- [EXERCISE INSTRUCTIONS]:
#1 List every ship named in the McKinstry passage.
#2 Return each line of the records that contains the word "small", treating uppercase and lowercase as different.
***** DOCUMENT SEGMENT
This is from the first installment.

The last record I have of McKinstry commanding a White Star ship is for a
December 1903 Liverpool-New York roundtrip on Teutonic, which he commanded
beginning around 1900. Whatever he did after that, he seems to have had an
official shipping-related position during the first World War; his name is
on Ellis Island ship manifests for two wartime New York arrivals, one each
in 1917 and 1918. The first describes him as a 56 year-old "Captain" from
Holyhead whose passage was paid for by the Admiralty; the second describes
him as a "Convoy Commander," indicates that the British government paid for
his passage and gives his U.S. address as "c/o British Ministry of Shipping,
New York." The final trace I have of him at the moment is a letter to the
editor which was printed in The Times on 27 December 1938, in which
McKinstry states "I was 18 years in the Liverpool New York mail and
passenger service of the White Star Line, 13 years of which in command." If
that's accurate and the dates in this article are also accurate, that would
indicate a departure from White Star in 1905.

The Strand Magazine, June 1897

Captains of Atlantic Liners
By Alfred T. Story


There is generally a good deal of similarity in the early training of
commanders of Atlantic ferry-boats. But in the case of Captain E. R.
McKinstry, R.N.R., we have a slight variation. His first experience was
obtained on the training-ship Conway. Here he spent two years. On leaving
the Conway he received an appointment as midshipman in the Royal Naval
Reserve, "which," says Captain McKinstry, "means being twenty-eight days
every year with the mess on the Eagle gunnery-ship."

After leaving the Conway, McKinstry served four years in the service of the
British Shipowners' Company of Liverpool, during which time he enlarged his
general practical knowledge of navigation and of the world. His subsequent
experience is summed up in his own words, as follows:

"After that I passed the Board of Trade examination as second mate. Then I
went as second mate of a ship for fourteen months, and at the end of that
time passed as first mate. After acting as first mate for something over a
year, I passed as master. Having taken that grade, I entered the service of
the Pacific Navigation Steamship Company as fourth officer. I was in that
service for about a year and a half, and then was given an appointment as
fourth officer by the White Star. This was in 1887. Gradually I worked my
way up as vacancies occurred from fourth to third, from third to second, and
from second to chief officer, and so to master. I was in the company's New
Zealand service for nearly four years. I then succeeded to the Teutonic as
chief officer."
**********
***** DATA ROWS
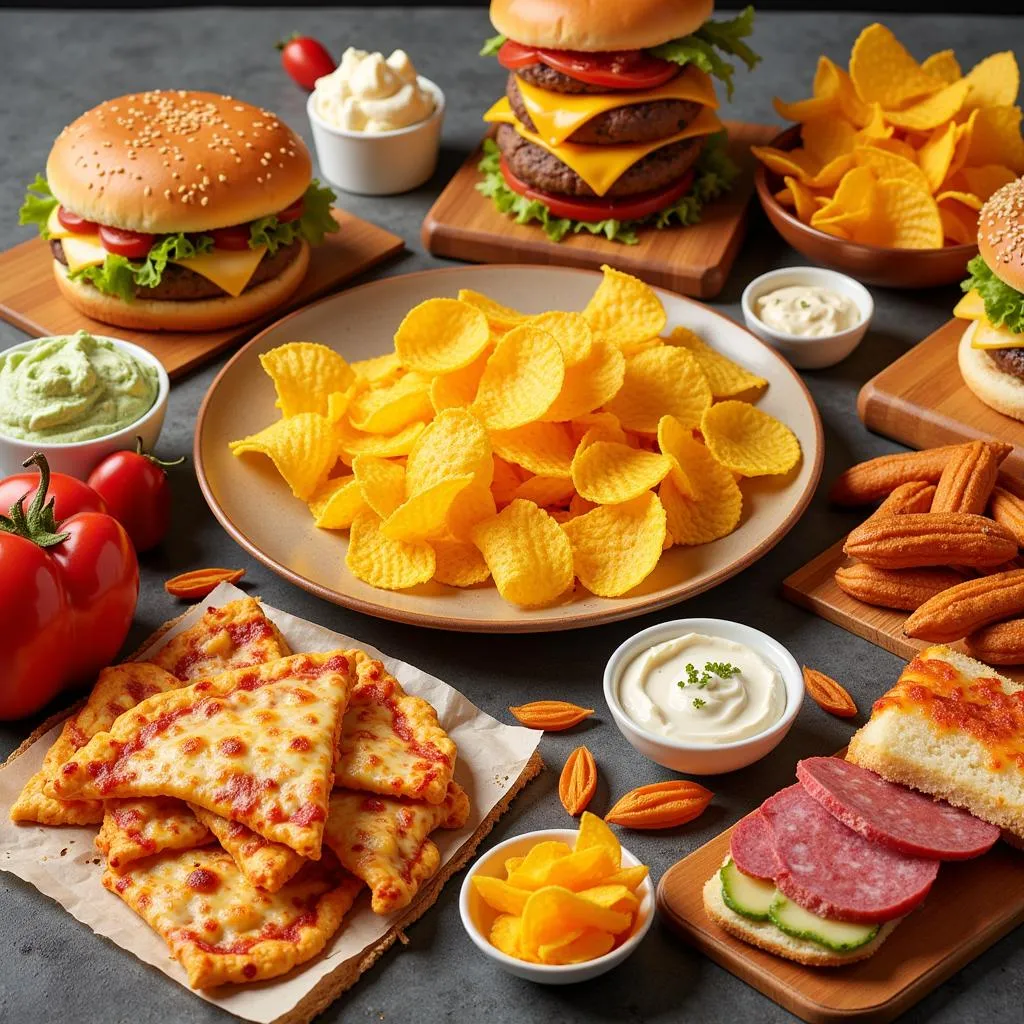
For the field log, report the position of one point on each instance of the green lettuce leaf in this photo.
(39, 204)
(704, 46)
(715, 175)
(1004, 305)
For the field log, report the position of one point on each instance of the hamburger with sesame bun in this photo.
(991, 350)
(178, 211)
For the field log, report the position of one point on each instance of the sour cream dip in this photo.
(701, 689)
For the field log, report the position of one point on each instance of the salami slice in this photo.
(752, 850)
(833, 871)
(894, 815)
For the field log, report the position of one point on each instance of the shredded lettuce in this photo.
(39, 204)
(715, 175)
(1004, 305)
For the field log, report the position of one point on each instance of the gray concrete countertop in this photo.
(58, 64)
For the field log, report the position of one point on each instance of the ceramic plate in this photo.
(255, 506)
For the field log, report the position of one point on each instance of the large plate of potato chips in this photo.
(507, 448)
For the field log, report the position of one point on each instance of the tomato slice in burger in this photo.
(134, 245)
(592, 209)
(611, 70)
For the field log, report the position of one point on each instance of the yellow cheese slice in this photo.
(557, 116)
(602, 166)
(227, 268)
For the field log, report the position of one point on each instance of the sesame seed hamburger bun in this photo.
(596, 26)
(199, 314)
(172, 161)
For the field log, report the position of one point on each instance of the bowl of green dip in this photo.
(77, 398)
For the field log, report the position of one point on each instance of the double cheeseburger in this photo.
(609, 117)
(991, 350)
(178, 211)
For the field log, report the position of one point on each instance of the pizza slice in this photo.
(136, 828)
(383, 841)
(255, 745)
(266, 865)
(391, 741)
(222, 930)
(118, 689)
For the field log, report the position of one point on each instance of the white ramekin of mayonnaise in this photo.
(376, 124)
(702, 695)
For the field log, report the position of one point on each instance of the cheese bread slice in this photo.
(118, 689)
(222, 930)
(256, 745)
(391, 742)
(953, 728)
(266, 865)
(383, 841)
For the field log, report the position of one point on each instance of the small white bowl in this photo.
(477, 916)
(379, 163)
(809, 353)
(705, 759)
(80, 458)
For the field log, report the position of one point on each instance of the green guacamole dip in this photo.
(73, 389)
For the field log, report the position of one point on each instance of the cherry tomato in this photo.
(585, 208)
(613, 70)
(76, 223)
(137, 495)
(305, 59)
(134, 245)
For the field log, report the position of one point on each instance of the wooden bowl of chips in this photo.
(870, 264)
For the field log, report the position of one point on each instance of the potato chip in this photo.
(748, 440)
(624, 309)
(334, 505)
(303, 449)
(616, 547)
(527, 553)
(454, 444)
(608, 473)
(544, 449)
(382, 482)
(439, 336)
(663, 381)
(725, 378)
(384, 563)
(521, 380)
(304, 374)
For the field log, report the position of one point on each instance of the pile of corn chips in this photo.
(564, 905)
(530, 450)
(900, 154)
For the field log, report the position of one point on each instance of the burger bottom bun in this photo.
(201, 314)
(994, 387)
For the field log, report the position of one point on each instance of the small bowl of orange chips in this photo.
(558, 906)
(891, 160)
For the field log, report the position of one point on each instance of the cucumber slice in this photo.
(839, 935)
(751, 897)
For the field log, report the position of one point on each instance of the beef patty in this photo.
(539, 168)
(636, 123)
(178, 284)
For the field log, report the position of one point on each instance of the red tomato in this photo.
(305, 59)
(612, 70)
(134, 245)
(135, 488)
(584, 208)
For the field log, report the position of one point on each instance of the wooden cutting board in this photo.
(30, 300)
(813, 587)
(922, 400)
(972, 905)
(695, 260)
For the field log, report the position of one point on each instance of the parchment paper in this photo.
(64, 864)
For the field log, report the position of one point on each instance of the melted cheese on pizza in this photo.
(219, 928)
(255, 745)
(391, 741)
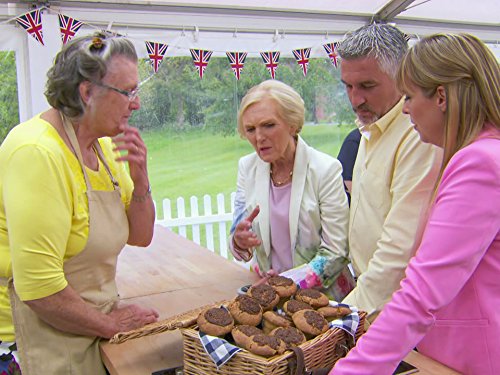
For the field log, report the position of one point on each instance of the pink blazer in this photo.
(449, 303)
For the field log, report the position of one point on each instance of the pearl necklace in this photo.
(279, 183)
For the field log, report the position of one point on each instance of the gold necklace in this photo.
(279, 183)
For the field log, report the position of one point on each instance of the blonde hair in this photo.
(470, 75)
(289, 103)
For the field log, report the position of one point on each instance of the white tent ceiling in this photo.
(420, 17)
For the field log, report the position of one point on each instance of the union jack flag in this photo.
(201, 59)
(156, 51)
(302, 57)
(237, 60)
(271, 60)
(32, 23)
(331, 50)
(69, 27)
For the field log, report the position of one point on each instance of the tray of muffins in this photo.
(266, 321)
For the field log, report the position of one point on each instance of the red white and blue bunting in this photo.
(331, 50)
(69, 27)
(32, 23)
(271, 60)
(156, 51)
(302, 57)
(200, 59)
(236, 61)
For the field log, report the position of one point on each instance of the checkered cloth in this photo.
(218, 349)
(348, 323)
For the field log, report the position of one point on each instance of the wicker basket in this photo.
(322, 351)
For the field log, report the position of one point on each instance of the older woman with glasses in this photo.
(67, 208)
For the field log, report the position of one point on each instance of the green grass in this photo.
(196, 163)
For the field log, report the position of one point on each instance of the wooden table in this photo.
(174, 275)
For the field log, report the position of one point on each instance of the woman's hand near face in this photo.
(243, 238)
(141, 212)
(131, 141)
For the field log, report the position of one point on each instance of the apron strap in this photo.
(70, 132)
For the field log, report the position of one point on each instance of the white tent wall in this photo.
(221, 25)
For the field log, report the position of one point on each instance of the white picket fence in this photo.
(216, 222)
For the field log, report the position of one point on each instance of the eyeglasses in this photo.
(131, 95)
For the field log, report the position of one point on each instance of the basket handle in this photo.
(300, 368)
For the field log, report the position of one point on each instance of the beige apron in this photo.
(91, 273)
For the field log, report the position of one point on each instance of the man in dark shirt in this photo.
(347, 157)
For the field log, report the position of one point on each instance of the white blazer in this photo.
(319, 212)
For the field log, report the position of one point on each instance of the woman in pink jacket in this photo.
(449, 303)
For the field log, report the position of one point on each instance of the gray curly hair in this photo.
(385, 43)
(82, 59)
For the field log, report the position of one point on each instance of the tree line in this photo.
(175, 98)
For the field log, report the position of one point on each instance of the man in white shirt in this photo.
(394, 173)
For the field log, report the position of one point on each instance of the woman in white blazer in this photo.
(291, 208)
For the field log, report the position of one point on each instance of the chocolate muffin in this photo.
(313, 297)
(242, 334)
(266, 295)
(334, 312)
(272, 319)
(266, 345)
(290, 335)
(292, 306)
(246, 310)
(284, 286)
(215, 321)
(311, 322)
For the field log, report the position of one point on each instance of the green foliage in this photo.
(177, 99)
(9, 106)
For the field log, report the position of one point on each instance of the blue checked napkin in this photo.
(218, 349)
(348, 323)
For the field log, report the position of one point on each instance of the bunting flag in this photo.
(237, 60)
(302, 57)
(69, 27)
(200, 58)
(32, 23)
(271, 60)
(331, 50)
(156, 51)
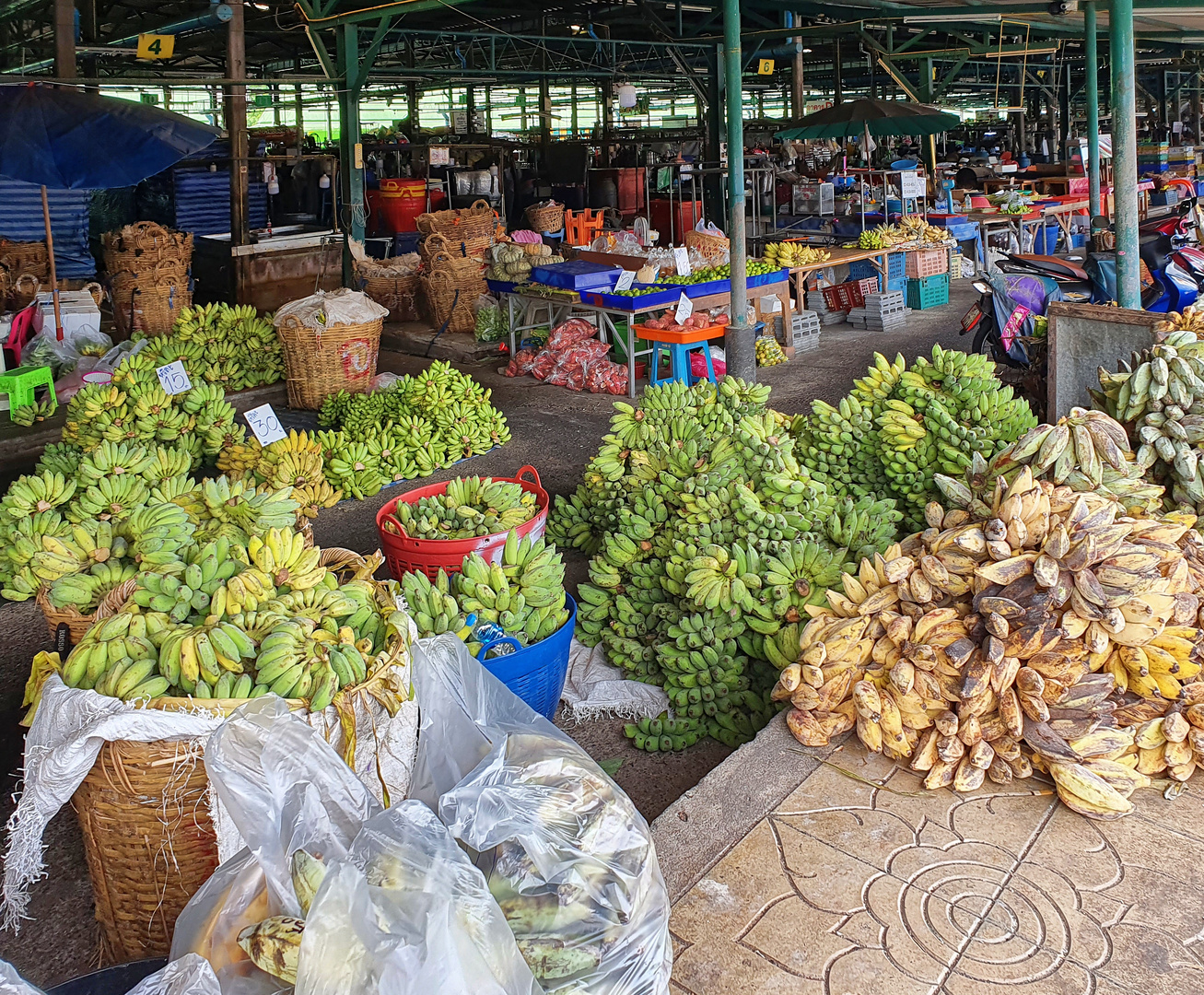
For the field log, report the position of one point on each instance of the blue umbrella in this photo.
(57, 136)
(67, 139)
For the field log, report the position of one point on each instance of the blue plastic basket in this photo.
(536, 673)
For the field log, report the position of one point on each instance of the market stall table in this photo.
(525, 312)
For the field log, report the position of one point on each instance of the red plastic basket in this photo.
(406, 555)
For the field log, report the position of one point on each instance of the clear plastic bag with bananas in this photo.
(567, 855)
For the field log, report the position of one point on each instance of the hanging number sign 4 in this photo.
(682, 259)
(157, 46)
(173, 379)
(263, 424)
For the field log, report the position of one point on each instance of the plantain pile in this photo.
(997, 639)
(420, 424)
(707, 541)
(524, 592)
(899, 427)
(1160, 398)
(793, 254)
(295, 462)
(768, 352)
(224, 345)
(471, 506)
(85, 523)
(224, 621)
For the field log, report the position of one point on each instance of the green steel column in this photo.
(350, 152)
(738, 341)
(1093, 92)
(1128, 263)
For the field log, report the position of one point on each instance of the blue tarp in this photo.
(20, 220)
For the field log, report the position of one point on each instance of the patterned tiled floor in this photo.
(853, 889)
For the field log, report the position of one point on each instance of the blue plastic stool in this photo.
(679, 357)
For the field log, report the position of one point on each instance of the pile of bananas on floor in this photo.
(707, 540)
(1035, 623)
(230, 345)
(220, 619)
(419, 424)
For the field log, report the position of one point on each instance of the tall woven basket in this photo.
(144, 810)
(321, 364)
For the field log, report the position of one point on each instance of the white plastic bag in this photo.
(567, 855)
(407, 913)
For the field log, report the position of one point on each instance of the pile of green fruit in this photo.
(471, 506)
(226, 621)
(708, 540)
(1158, 396)
(899, 427)
(524, 592)
(81, 525)
(230, 345)
(420, 424)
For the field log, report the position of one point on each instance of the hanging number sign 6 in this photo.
(173, 379)
(682, 258)
(263, 424)
(157, 46)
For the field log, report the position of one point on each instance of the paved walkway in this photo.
(847, 888)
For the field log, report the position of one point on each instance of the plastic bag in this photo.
(567, 854)
(407, 912)
(286, 790)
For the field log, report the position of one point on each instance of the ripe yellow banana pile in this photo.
(231, 622)
(295, 462)
(793, 254)
(996, 639)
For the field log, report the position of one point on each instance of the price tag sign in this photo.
(173, 379)
(263, 424)
(682, 258)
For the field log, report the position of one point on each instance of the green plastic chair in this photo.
(20, 383)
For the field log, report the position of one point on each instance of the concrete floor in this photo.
(556, 431)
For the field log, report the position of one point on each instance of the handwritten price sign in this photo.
(173, 379)
(263, 424)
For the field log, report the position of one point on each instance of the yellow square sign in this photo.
(156, 46)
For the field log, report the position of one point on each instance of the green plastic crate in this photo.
(928, 292)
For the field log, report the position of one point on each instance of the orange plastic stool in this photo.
(581, 227)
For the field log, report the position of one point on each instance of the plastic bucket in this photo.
(536, 673)
(401, 203)
(406, 555)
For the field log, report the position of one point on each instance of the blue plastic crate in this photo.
(577, 275)
(928, 292)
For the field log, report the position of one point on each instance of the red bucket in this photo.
(406, 556)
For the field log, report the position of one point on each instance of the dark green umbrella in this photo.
(875, 117)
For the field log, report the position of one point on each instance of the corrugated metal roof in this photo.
(203, 202)
(20, 219)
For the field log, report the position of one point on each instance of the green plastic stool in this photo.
(20, 383)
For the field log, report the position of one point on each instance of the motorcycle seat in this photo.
(1054, 265)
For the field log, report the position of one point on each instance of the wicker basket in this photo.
(110, 605)
(24, 289)
(152, 310)
(26, 258)
(714, 249)
(549, 217)
(450, 302)
(473, 222)
(321, 364)
(399, 294)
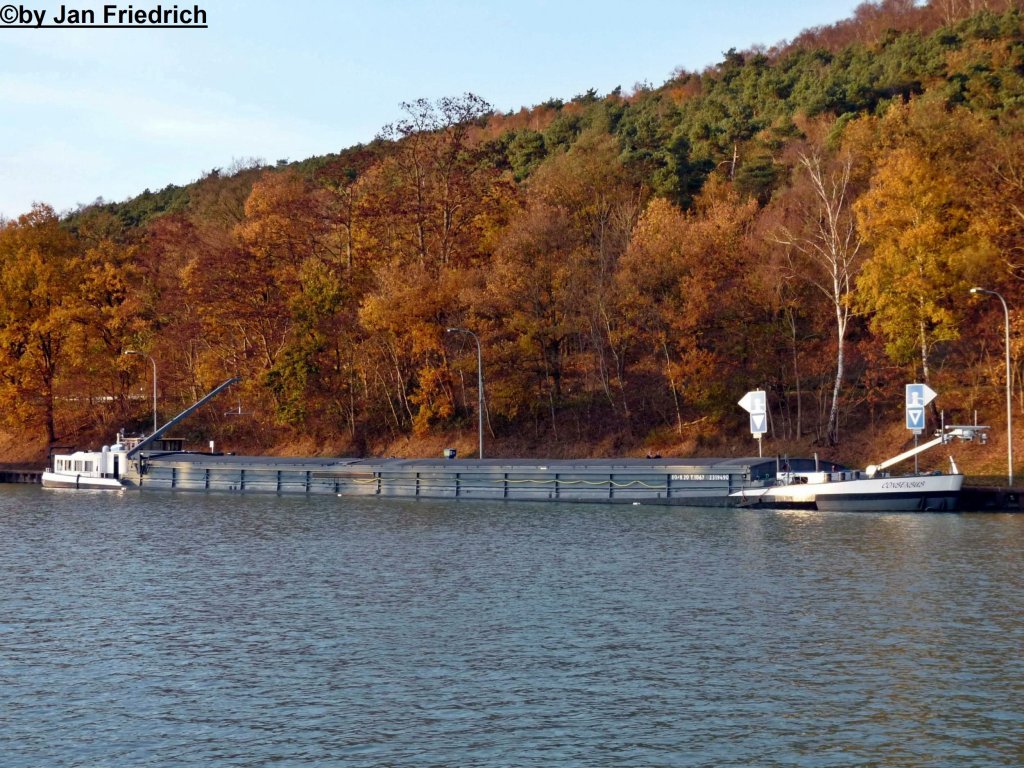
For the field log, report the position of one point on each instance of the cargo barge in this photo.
(153, 463)
(683, 481)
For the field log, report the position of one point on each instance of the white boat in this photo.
(105, 469)
(870, 489)
(99, 470)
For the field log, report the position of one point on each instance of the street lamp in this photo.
(479, 379)
(141, 354)
(1010, 411)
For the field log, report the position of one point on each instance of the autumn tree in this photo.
(39, 297)
(924, 252)
(929, 236)
(682, 291)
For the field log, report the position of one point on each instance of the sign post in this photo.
(756, 403)
(918, 396)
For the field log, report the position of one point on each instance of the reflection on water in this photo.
(194, 630)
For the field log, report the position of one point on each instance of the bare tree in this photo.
(824, 249)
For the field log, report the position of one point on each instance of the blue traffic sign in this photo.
(915, 418)
(759, 423)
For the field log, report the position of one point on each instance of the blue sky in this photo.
(88, 114)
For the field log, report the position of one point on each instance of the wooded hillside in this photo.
(806, 219)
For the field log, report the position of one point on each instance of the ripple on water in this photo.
(188, 630)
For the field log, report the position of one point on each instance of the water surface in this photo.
(194, 630)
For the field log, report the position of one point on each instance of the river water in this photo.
(193, 630)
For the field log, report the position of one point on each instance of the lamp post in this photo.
(479, 379)
(141, 354)
(1010, 402)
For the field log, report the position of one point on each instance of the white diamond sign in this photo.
(919, 395)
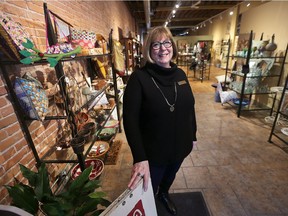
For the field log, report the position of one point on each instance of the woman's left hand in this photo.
(140, 170)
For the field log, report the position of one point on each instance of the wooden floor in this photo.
(238, 171)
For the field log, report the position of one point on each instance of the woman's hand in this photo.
(140, 170)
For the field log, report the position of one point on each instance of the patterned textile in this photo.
(12, 34)
(32, 97)
(77, 34)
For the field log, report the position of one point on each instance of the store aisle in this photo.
(233, 165)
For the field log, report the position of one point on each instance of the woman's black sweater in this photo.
(152, 131)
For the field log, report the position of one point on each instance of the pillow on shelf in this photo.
(32, 97)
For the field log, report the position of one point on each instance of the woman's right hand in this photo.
(140, 170)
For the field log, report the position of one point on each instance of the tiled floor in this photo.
(233, 165)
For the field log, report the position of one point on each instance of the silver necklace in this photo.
(172, 108)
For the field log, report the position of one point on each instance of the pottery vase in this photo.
(262, 46)
(271, 46)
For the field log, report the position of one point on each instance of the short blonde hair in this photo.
(153, 34)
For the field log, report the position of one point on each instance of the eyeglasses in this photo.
(157, 45)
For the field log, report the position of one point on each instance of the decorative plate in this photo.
(111, 124)
(98, 149)
(98, 167)
(277, 89)
(284, 131)
(245, 102)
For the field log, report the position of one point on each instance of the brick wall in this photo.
(97, 16)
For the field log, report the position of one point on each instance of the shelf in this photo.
(251, 107)
(9, 62)
(254, 81)
(254, 76)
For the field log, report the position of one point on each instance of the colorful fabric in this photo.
(12, 34)
(77, 34)
(32, 97)
(86, 44)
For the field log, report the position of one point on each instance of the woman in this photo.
(159, 116)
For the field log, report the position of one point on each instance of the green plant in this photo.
(80, 198)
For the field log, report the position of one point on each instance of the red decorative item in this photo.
(98, 167)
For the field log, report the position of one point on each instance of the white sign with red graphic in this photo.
**********
- [ANSWER SET]:
#1 Teutonic, Conway, Eagle

#2
For the field log, report the position of one point on each instance of the small white bowl in this photo.
For the field log, report the position of one point on each instance of the small bowl of orange chips in this photo.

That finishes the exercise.